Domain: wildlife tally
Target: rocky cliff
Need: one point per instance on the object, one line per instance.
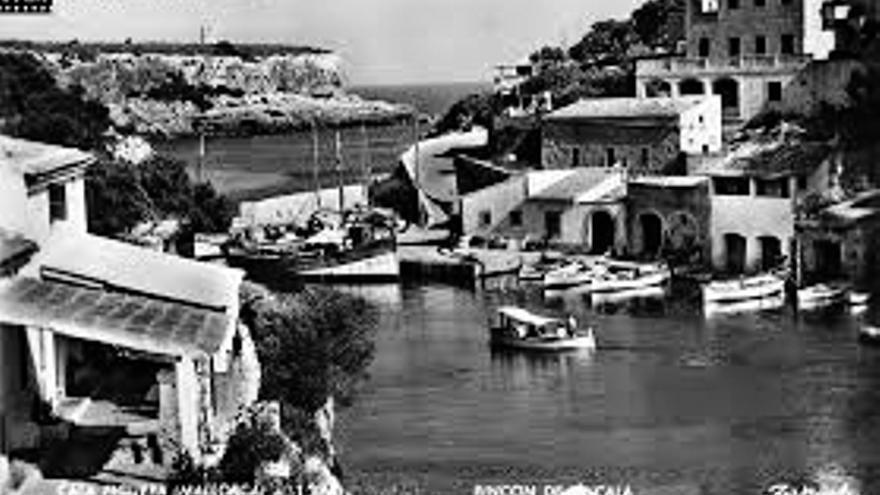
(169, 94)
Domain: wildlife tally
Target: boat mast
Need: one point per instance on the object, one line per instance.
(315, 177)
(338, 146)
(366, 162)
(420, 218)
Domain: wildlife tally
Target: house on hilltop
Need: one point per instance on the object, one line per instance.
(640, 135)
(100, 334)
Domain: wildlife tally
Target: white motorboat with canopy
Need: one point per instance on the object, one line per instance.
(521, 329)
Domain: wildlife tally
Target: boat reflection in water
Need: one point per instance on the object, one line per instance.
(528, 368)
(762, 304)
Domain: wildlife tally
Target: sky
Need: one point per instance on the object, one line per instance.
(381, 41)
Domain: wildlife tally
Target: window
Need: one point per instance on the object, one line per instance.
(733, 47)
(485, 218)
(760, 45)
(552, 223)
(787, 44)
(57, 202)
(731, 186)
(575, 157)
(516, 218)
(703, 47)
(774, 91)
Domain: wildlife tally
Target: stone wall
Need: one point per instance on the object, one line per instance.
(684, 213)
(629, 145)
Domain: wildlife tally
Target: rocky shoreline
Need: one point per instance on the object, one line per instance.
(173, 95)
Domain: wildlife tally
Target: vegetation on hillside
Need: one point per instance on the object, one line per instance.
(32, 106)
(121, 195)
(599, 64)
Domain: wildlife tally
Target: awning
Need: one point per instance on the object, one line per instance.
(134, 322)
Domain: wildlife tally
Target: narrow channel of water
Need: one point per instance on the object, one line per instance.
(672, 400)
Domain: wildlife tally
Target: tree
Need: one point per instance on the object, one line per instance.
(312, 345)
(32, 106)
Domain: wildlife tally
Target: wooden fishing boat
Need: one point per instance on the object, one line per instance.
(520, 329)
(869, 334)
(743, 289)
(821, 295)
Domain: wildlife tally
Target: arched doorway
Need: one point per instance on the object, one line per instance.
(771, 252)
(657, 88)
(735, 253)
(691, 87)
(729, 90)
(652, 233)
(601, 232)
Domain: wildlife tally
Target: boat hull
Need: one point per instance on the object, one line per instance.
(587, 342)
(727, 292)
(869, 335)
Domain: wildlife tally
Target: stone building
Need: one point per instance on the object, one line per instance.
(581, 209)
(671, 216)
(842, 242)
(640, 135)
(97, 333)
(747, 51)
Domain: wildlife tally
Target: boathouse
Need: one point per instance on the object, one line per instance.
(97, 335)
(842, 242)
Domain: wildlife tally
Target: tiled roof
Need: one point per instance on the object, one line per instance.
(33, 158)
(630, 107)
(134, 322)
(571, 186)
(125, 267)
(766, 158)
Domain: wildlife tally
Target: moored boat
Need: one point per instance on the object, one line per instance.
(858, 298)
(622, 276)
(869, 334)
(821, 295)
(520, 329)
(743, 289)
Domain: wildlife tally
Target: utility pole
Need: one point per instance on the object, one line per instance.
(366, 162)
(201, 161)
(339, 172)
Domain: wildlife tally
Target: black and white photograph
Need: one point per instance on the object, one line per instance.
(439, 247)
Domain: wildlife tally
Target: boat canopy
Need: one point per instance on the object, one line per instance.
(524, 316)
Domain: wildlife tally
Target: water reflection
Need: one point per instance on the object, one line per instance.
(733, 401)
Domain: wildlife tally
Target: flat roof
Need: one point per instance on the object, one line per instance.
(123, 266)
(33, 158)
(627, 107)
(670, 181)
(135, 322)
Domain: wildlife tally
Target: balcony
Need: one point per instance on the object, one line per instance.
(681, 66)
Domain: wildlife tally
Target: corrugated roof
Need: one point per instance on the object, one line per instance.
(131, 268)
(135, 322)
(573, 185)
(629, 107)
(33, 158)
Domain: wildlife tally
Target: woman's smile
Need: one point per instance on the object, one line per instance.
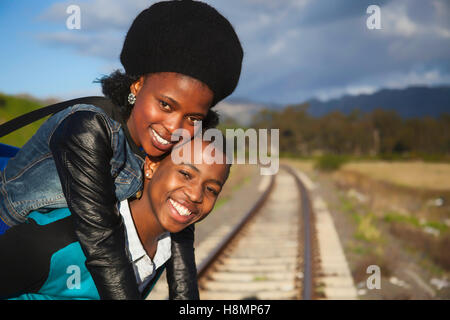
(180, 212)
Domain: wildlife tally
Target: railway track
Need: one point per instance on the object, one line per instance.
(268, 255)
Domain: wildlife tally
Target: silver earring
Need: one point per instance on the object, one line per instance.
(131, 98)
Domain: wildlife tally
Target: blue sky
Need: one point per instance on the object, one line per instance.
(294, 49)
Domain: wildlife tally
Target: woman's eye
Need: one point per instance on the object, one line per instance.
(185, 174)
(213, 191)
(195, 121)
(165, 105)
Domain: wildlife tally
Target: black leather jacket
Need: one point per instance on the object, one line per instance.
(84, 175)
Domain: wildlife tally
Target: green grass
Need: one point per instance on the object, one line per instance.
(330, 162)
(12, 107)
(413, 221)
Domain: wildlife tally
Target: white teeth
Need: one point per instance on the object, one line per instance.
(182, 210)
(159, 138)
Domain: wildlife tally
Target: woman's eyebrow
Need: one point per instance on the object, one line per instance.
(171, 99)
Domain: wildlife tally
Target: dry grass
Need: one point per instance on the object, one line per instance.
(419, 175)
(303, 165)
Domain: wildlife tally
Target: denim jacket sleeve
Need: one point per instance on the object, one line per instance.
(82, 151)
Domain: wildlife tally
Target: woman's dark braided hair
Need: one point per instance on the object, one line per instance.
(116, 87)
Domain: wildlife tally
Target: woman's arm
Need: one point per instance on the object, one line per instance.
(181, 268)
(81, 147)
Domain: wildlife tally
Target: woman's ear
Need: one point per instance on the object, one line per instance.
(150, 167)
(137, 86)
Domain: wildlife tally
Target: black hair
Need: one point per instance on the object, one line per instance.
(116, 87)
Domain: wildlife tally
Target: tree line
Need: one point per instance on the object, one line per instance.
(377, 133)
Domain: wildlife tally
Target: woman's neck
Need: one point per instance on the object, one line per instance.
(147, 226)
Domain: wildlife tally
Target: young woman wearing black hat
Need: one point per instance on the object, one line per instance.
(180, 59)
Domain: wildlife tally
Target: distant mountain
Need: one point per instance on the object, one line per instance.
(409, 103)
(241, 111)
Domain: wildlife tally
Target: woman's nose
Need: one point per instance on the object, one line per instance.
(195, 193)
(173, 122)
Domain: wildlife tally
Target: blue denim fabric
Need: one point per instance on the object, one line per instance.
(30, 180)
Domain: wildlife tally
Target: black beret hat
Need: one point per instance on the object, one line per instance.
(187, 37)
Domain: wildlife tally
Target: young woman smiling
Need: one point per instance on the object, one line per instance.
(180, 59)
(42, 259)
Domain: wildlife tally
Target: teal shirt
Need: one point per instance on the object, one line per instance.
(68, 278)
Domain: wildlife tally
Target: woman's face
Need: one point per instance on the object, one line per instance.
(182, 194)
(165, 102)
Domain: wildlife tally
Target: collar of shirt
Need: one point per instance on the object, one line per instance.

____________

DESCRIPTION OF THE TASK — Go through the lines above and write each one out verbatim, skipping the pictures.

ANSWER SPACE —
Domain: wildlife tally
Target: rocky cliff
Need: one point per instance on the object, one line per instance.
(169, 94)
Domain: wildlife tally
Target: boat mast
Need: one point per instance on the object, one line per instance.
(315, 177)
(338, 146)
(366, 162)
(420, 218)
Domain: wildlife tally
Target: house on hilltop
Need: one point per instance on the object, one line per instance.
(640, 135)
(100, 334)
Domain: wildlife tally
Target: white motorboat with canopy
Need: one point per instance on the object, one line per instance.
(521, 329)
Domain: wildlife tally
Target: boat reflection in water
Need: one point per instance on the object, one line per instance.
(528, 368)
(762, 304)
Domain: wildlife tally
Target: sky
Need: one point per instance on the object, one line per instance.
(381, 41)
Domain: wildlife tally
Target: window
Need: one point per instance on the object, one line per instance.
(733, 47)
(485, 218)
(760, 45)
(552, 223)
(787, 44)
(57, 202)
(731, 186)
(575, 157)
(516, 218)
(703, 47)
(774, 91)
Domain: wildlife tally
Target: stone wall
Need: one point per instance on the object, one line per instance.
(684, 213)
(629, 145)
Domain: wildlife tally
Target: rocky shoreline
Need: one point per instance on the object, one line per instance.
(173, 95)
Domain: wildlife tally
Target: vegetation on hillside
Need: one point per instance on the object, one line per instance.
(32, 106)
(121, 195)
(599, 64)
Domain: wildlife tally
Target: awning
Need: one point per instance on the object, one line per instance.
(134, 322)
Domain: wildlife tally
Target: narrow channel of water
Need: one point per instance on the object, one line per instance.
(672, 400)
Domain: wildlife tally
Target: tree
Need: one point per instance on the object, one line per instance.
(312, 345)
(32, 106)
Domain: wildlife tally
Target: wooden fishing boat
Need: one point per instance on the object, one line per instance.
(520, 329)
(869, 334)
(743, 289)
(821, 295)
Domain: wildlife tally
Target: arched doorway
Need: one point per instance on the object, one line per instance.
(771, 252)
(657, 88)
(735, 253)
(691, 87)
(729, 90)
(652, 233)
(601, 232)
Domain: wildlife tally
Target: boat hull
Need: one point per instance on the object, one line per instance.
(587, 342)
(727, 292)
(869, 335)
Domain: wildlife tally
Target: stone building
Need: one point per instance on the object, one line per instance.
(581, 209)
(671, 216)
(842, 242)
(640, 135)
(97, 333)
(747, 51)
Domain: wildlife tally
Target: boathouse
Need: one point per instance on the object, one line per instance.
(97, 335)
(842, 242)
Domain: wildlife tally
Target: tiled roof
Need: one point per instance on the object, one line per instance.
(33, 158)
(630, 107)
(134, 322)
(571, 186)
(125, 267)
(766, 158)
Domain: wildlife tally
Target: moored boat
Need: one point per instance on the object, one line per instance.
(858, 298)
(622, 276)
(869, 334)
(821, 295)
(520, 329)
(743, 289)
Domain: wildlife tally
Target: utility pole
Need: one point per instance on the object, one line per instance.
(366, 162)
(201, 161)
(339, 172)
Domain: wildlife tally
Target: black and white photograph
Need: one point per instance on the object, one line per instance.
(439, 247)
Domain: wildlife tally
Target: boat canopy
Need: one point per instance on the object, one line per instance.
(524, 316)
Domain: wildlife tally
Target: water reflection
Need: one point per instance on the object, one line per instance.
(733, 401)
Domain: wildlife tally
Target: flat roof
Need: one point per instance on the object, one line per instance.
(123, 266)
(33, 158)
(627, 107)
(670, 181)
(135, 322)
Domain: wildlife tally
Target: balcony
Need: one point per instance on the object, one line per instance.
(681, 66)
Domain: wildlife tally
Target: corrugated roof
Need: one point per instance on the object, one line per instance.
(131, 268)
(135, 322)
(573, 185)
(629, 107)
(33, 158)
Domain: wildlife tally
Target: woman's smile
Need: one point per instance on the object, one line per instance.
(180, 212)
Domain: wildlife tally
Target: railway track
Need: one point per instance on the object, one line per instance.
(268, 255)
Domain: wildlife tally
Target: silver earring
Need: one point per instance on the object, one line per instance.
(131, 98)
Domain: wildlife tally
Target: blue sky
Need: one point per instance on the object, one line per instance.
(294, 49)
Domain: wildlife tally
Target: woman's eye
Need: one point per instance on the object, one line per instance.
(185, 174)
(213, 191)
(195, 121)
(165, 105)
Domain: wildlife tally
Target: black leather jacket
Need: one point per instance on the object, one line per instance.
(84, 175)
Domain: wildlife tally
Target: green grass
Need: one point per instance on the object, one line per instance.
(330, 162)
(12, 107)
(413, 221)
Domain: wildlife tally
Target: white teeth
Need: one point per instance on the object, one line per instance.
(182, 210)
(159, 138)
Domain: wildlife tally
Target: woman's eyebrow
Need: one point per instance on the object, one line per instance.
(171, 99)
Domain: wildlife tally
Target: dry grass
Need: one point per instance on the object, one line per instance.
(419, 175)
(303, 165)
Domain: wildlife tally
Target: denim jacket sleeve
Need: one point per instance on the object, one line per instance.
(82, 151)
Domain: wildlife tally
Target: woman's dark braided hair
Need: one point per instance on the object, one line per instance.
(116, 87)
Domain: wildlife tally
Target: woman's arm
Need: one point per instance on the object, one line per instance.
(181, 268)
(81, 147)
Domain: wildlife tally
Target: woman's ear
Need: one point per instance on the object, one line per instance.
(150, 167)
(137, 86)
Domain: wildlife tally
Target: black hair
Need: one point per instance on the object, one line per instance.
(116, 87)
Domain: wildlife tally
Target: tree line
Need: one point per instance on the object, one line per instance.
(377, 133)
Domain: wildlife tally
Target: woman's neck
Need: one point per instance on the object, one line per instance.
(147, 226)
Domain: wildlife tally
Target: young woman wearing black hat
Need: one point per instance on the object, one line per instance.
(180, 59)
Domain: wildlife tally
Target: distant mountain
Need: one point per instance on the object, one line per instance.
(409, 103)
(241, 111)
Domain: wildlife tally
Target: woman's nose
Need: one point per instance on the object, one line per instance.
(195, 193)
(173, 122)
Domain: wildlife tally
Target: blue denim fabric
Need: one point per instance on the object, one line per instance.
(30, 180)
Domain: wildlife tally
Target: black beret hat
Need: one point per instance on the object, one line per instance.
(187, 37)
Domain: wildlife tally
Target: young woman smiling
Need: one point per instance on the object, one line per instance.
(180, 59)
(42, 259)
Domain: wildlife tally
Target: teal shirt
Need: one point per instance on the object, one line per instance.
(68, 278)
Domain: wildlife tally
Target: woman's face
Need: one point per instance on the object, one line per instance.
(182, 194)
(165, 102)
Domain: wildlife tally
Target: collar of shirt
Need: one point per instance on the object, one line per instance.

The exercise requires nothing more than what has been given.